» **Tasks to complete**:
[A] According to the camera review, which Image Stabilizer mode on the SD700 IS works in Movie mode?
[B] Continue the camera review from its last sentence.
** START Passage **
Along with low-light situations, the camera's IS is effective in reducing blur when shooting all the way at 4x without a flash. Shake during Macro photography is also reduced with IS turned on. The Image Stabilizer on the SD700 IS comes in three flavors: Continuous, Shoot Only and Panning. In Continuous mode, the IS stays on so you can check the effect on the LCD monitor when you're setting up your shot. The only downside to this mode is that since it's on all the time, the battery takes a bigger hit. On the plus side, Continuous IS can also be used in Movie mode but the other two IS settings cannot. In Shoot Only mode, the Image Stabilizer turns on only when the shutter button is pressed; and in Panning IS mode, the camera only stabilizes for up and down movements which helps, for instance, if you're panning the camera horizontally when shooting sports.
I found the IS on the camera to be very effective, particularly when used in combination with the ISO HI auto setting or when shooting at ISO 400 or 800 in low-light. Since it didn't drain the battery as much, I kept the camera locked in on the Shoot Only IS mode. The one quibble: I wish there were a dedicated IS button on the SD700 IS; instead, you can only change settings through the menu.
HIGH ISO, LOW NOISE
As mentioned in the previous Canon SD600 review, images shot indoors without flash at ISO 800 had less digital noise than images shot with competing models at ISO 400. Furthermore, ISO 400 shots were on par with most competitor's ISO 200 or even 100 settings.
With these new ELPHs it appears Canon has been able to bring its low-noise/high ISO expertise to a non-professional audience; very good news for consumers. Most people have gotten so used to shooting with flash in low light that they're amazed when they see the results without one. Instead of blown-out faces and blacked out backgrounds you have nice natural skin tones and details of the room behind your subject. It looks more like what your eye sees. While there's still a greater chance of blur when you shoot without a flash (even at the SD700 IS's speedy ISO 800 setting) if you keep the Image Stabilizer on, low-light shots can be impressively sharp.
The effect became even clearer when I printed 4x6s of my low-light shots with the presence of noise barely detectable and good general sharpness. The one criticism I could level at the SD700 IS -- which went the same for the SD 600 -- is on the somewhat confusing choice of ISO settings. Along with being able to select between ISO 80, 100, 200, 400 and 800, you can pick from two automatic settings -- ISO AUTO or ISO HI. In regular lighting conditions both the AUTO and HI settings perform similarly, but in lower lighting the HI setting automatically cranks up the ISO to 800. According to Canon, the only other difference between the two settings is that the HI ISO setting will almost always yield a higher shutter speed. If you want to play it safe, I'd say always go with the HI ISO setting since the benefits are greater. Canon's thankfully included a dedicated ISO button on the camera's multi-selector on the back, so accessing all these settings is easy.
** END Passage **
** START Material provided **
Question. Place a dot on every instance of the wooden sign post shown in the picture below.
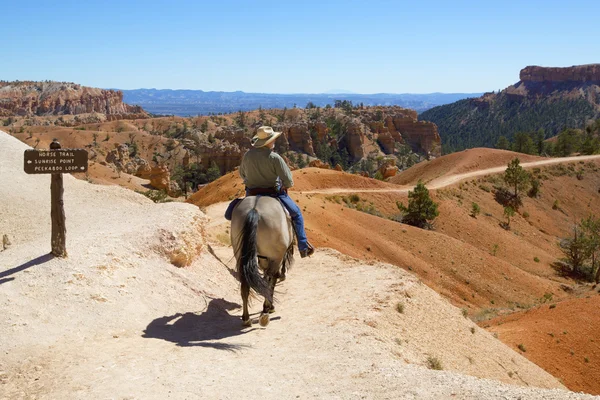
(56, 161)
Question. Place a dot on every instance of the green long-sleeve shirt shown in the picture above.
(263, 168)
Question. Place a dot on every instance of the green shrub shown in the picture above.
(475, 210)
(434, 363)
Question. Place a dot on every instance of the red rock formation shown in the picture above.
(119, 157)
(60, 98)
(226, 155)
(578, 73)
(319, 164)
(388, 168)
(160, 179)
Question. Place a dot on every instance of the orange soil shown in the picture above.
(560, 337)
(474, 262)
(459, 163)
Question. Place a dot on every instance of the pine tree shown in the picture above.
(421, 210)
(516, 177)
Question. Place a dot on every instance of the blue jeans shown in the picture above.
(297, 220)
(295, 213)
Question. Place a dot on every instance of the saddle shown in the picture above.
(271, 192)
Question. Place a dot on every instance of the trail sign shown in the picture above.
(57, 161)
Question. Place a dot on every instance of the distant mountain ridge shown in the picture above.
(545, 98)
(185, 102)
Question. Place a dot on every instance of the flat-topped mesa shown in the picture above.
(62, 98)
(578, 73)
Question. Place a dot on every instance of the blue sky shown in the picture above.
(294, 47)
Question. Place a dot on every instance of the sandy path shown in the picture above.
(116, 320)
(444, 181)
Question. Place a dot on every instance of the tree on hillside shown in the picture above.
(503, 143)
(516, 177)
(591, 228)
(509, 212)
(421, 210)
(576, 250)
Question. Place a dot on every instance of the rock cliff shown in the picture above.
(550, 99)
(358, 133)
(578, 73)
(61, 98)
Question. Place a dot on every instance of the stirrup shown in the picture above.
** END Material provided **
» **Outputs in order**:
[A] Continuous mode.

[B]
Though the camera's low-light shooting abilities are clearly the story of this camera, the SD700 IS also performed well in regular daylight conditions. The lens produced decent sharpness to the corners of the images and its 6-Mp CCD captured accurate color that was well saturated, but not overly so, as is the tendency in some competing consumer models.
The SD700 IS has 16 special modes including Digital Macro, Portrait, Night Snapshot, Kids & Pets, Indoor, Foliage, Snow, Beach, Fireworks and Underwater. Canon's My Color Modes are useful for changing settings to mimic various picture styles including Sepia, B&W or Positive film which makes reds, greens and blues more intense, along with a host of other lighter, darker and more vivid color settings. But I've found using Color Accent and Color Swap frustrating with the results just mixed. Color Accent lets you pick a color to retain while the rest of the scene becomes black and white. Color Swap switches colors in a scene so, for instance, a red apple becomes purple and a yellow sweater becomes red. The SD700 IS also has four Movie modes with sound and a maximum size of 640x480 at 30 frames per second. If the My Colors modes are your thing, there's a Movie mode option that lets you shoot with Color Accent or Color Swap.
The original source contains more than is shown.